Reproduce the records from the line with "Can you spot the fluffy" up to and including the line with "21], [139, 30]]", keeping the requests as they are but rescaling every coordinate in the answers by a factor of 2.15. Round each result to a whole number, with halves rounded up, and give only these lines.

Dataset

Start

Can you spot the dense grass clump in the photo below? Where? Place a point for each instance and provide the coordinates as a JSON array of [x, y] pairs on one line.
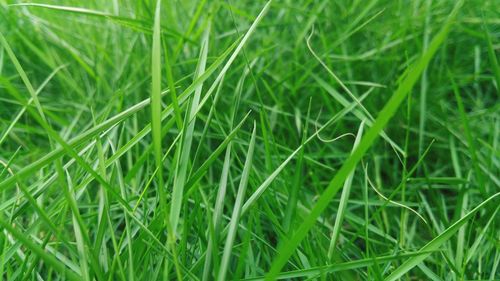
[[253, 140]]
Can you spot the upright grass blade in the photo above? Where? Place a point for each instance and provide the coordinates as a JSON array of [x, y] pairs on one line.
[[233, 225], [343, 200], [156, 106], [288, 247], [23, 75], [493, 58], [436, 243], [186, 141]]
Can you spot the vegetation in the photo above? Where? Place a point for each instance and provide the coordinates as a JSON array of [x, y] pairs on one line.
[[253, 140]]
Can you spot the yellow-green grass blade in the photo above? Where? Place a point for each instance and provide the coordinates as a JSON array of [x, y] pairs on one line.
[[288, 247]]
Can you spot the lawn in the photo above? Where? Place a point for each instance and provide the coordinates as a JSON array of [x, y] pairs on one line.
[[249, 140]]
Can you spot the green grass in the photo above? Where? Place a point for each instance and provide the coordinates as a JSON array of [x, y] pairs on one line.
[[249, 140]]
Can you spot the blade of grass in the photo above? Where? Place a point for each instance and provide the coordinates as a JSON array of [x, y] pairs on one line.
[[436, 243], [233, 225], [288, 247], [344, 198]]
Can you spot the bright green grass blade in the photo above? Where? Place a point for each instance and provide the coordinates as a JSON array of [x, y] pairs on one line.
[[186, 141], [288, 247], [267, 182], [23, 75], [436, 243], [343, 266], [21, 112], [135, 24], [346, 189], [233, 225], [156, 106], [81, 138], [493, 58]]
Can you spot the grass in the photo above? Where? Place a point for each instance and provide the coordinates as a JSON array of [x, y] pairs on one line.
[[249, 140]]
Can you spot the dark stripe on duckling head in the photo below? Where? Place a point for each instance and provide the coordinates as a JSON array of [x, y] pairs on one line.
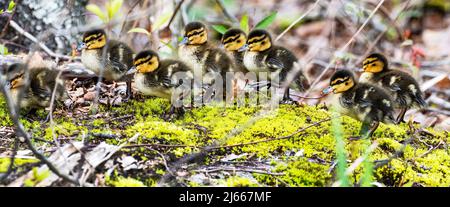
[[193, 26], [93, 34], [341, 76], [376, 57], [232, 34], [195, 32], [231, 39], [258, 33], [144, 56]]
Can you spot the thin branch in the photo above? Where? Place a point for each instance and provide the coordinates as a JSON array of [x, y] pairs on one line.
[[344, 48], [298, 20], [175, 13], [21, 31], [378, 38], [239, 169], [11, 161], [126, 16], [21, 132], [225, 11], [274, 139]]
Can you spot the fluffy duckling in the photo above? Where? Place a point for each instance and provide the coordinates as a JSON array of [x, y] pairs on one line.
[[37, 90], [118, 57], [203, 57], [153, 77], [401, 86], [232, 41], [262, 56], [367, 103]]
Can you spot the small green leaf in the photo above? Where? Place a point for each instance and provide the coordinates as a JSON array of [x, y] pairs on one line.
[[11, 6], [220, 29], [3, 50], [113, 6], [407, 43], [263, 24], [244, 23], [97, 11], [161, 21], [139, 30]]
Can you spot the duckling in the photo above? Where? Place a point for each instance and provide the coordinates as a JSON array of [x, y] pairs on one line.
[[401, 86], [153, 77], [36, 92], [206, 60], [118, 57], [232, 41], [262, 56], [367, 103]]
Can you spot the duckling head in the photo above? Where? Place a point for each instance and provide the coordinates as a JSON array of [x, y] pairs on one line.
[[234, 39], [195, 33], [341, 81], [93, 39], [375, 63], [146, 61], [258, 41]]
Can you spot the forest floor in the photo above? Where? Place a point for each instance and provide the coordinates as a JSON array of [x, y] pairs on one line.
[[117, 143], [290, 146]]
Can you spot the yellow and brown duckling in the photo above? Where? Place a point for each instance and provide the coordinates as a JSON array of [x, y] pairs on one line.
[[403, 88], [367, 103], [36, 91], [114, 58], [262, 56], [232, 41], [202, 56], [155, 77]]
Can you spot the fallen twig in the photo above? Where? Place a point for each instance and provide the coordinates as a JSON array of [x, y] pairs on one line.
[[298, 20], [232, 169], [21, 31]]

End

Finished answer
Can you spot the fluffy duckling in the photo above? Where? Place a point for each instance and provide the coordinates as a JSON array of [x, y] pairs on one line.
[[80, 194], [254, 123], [436, 123], [329, 166], [862, 185], [499, 88], [563, 120], [789, 221]]
Can you spot the small green leaf in the photo above? Where? Place a point for each instance and provide the coordinates as a JSON array of [x, y] pairs on one line.
[[24, 13], [473, 62], [6, 108], [243, 13], [875, 92], [565, 52], [525, 49], [209, 24], [346, 45], [299, 65]]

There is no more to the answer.